Instructions to follow:
Output each line of the material exactly as it stands.

Point labeling examples
□ □ □ □ □

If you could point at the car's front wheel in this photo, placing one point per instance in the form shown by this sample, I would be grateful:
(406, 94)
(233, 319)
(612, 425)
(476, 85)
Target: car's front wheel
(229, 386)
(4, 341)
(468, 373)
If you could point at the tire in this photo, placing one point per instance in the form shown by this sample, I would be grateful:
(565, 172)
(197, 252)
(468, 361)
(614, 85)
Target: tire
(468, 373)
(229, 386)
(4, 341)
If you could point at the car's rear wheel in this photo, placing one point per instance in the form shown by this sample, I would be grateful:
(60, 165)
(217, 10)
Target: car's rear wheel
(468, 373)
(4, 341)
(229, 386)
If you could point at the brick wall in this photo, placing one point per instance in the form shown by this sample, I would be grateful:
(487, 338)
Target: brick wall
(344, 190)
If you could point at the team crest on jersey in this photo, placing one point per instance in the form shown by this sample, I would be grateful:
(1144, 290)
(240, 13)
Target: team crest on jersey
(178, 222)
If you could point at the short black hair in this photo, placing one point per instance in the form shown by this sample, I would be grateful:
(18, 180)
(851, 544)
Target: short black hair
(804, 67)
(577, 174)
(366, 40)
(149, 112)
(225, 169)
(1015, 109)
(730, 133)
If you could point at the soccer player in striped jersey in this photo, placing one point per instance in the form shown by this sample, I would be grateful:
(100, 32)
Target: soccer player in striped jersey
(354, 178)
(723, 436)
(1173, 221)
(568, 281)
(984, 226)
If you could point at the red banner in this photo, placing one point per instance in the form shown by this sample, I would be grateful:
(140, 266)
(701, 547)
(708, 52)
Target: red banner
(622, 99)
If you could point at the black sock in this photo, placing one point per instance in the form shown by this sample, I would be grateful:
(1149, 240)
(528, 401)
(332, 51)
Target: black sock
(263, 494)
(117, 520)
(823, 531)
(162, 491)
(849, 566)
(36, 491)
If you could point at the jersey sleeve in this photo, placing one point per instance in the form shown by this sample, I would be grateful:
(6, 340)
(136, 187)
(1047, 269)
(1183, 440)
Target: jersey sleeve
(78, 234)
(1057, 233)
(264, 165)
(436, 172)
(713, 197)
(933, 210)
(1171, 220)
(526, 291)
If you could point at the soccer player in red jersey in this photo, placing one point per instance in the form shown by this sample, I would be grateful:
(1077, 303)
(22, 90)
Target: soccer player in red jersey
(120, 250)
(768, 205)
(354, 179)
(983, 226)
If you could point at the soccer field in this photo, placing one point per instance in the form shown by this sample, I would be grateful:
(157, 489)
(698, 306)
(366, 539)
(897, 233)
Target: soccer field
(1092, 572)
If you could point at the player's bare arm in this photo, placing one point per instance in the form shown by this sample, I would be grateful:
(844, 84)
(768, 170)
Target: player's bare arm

□ □ □ □ □

Task solution:
If you could point at the car's front wheel in this photo, placing one point per instance in the form shown by this sample, I would be grateful:
(406, 94)
(233, 319)
(612, 425)
(476, 85)
Target: car's front wheel
(229, 386)
(4, 341)
(468, 373)
If you could point at the tire in this photo, placing one point per instance in the form shown by this sample, I would be grateful:
(565, 172)
(197, 252)
(468, 361)
(614, 85)
Target: tire
(468, 373)
(229, 386)
(4, 341)
If you could point at the car's rear wheel in this photo, placing one point per instance in the form shown by this sample, I would be grateful:
(60, 165)
(217, 10)
Target: car's rear wheel
(468, 373)
(4, 341)
(229, 386)
If you could point at the brick wall in this photo, placing one point per instance in the form shown by this sample, I would be grateful:
(487, 338)
Target: brick wall
(344, 190)
If you could point at the team crest on jersey in this photo, placing one point per instance in the form shown by this sample, I would be grateful:
(1144, 290)
(240, 13)
Target: team crest on jersey
(178, 222)
If you could point at the short black hair in this photo, placing one point per instance in the form shown by this sample, I would be grateful:
(18, 180)
(851, 544)
Target: short black hair
(804, 67)
(577, 174)
(366, 40)
(149, 112)
(225, 169)
(1015, 109)
(730, 133)
If you could point at the soccer player in striped jersey in this photo, placing one point per instance in the form shown by this sample, I would be grateful:
(100, 32)
Target: soccer player in striped jersey
(354, 178)
(723, 436)
(1173, 221)
(568, 281)
(984, 226)
If you could point at the red banner in this photo, placing one point per instance in the form shown by this sample, I would be grateful:
(140, 266)
(701, 547)
(708, 52)
Target: red banner
(622, 99)
If you could point at the black sock in this photo, placing one point per instance in the form shown by this sample, I would be grateful:
(1149, 240)
(528, 401)
(332, 51)
Target: black sock
(263, 494)
(117, 520)
(823, 531)
(162, 491)
(849, 566)
(36, 491)
If you could point at the jersey sleeve in this photo, placing one point per instance in the form shown by this sample, I would be grateful:
(6, 340)
(136, 187)
(1047, 269)
(1183, 440)
Target: jersey sleeve
(78, 234)
(1057, 233)
(264, 165)
(436, 172)
(713, 197)
(933, 210)
(1171, 220)
(526, 291)
If you could point at the soccer player in red jersey in this photo, placing one point per instance in the form shown by this sample, I would be grateful:
(1077, 303)
(22, 90)
Target: soccer player in red jersey
(120, 250)
(768, 205)
(354, 179)
(983, 226)
If you could point at the soccer field in this photo, placing one point per instance in the form shown by this sample, I would be grateful:
(157, 489)
(698, 306)
(366, 539)
(897, 233)
Target: soccer field
(1092, 572)
If you could point at the player's bare arm in this photo, placing one point per instance in the form shown by this sample, I would be grateful:
(844, 84)
(768, 170)
Target: player's bare arm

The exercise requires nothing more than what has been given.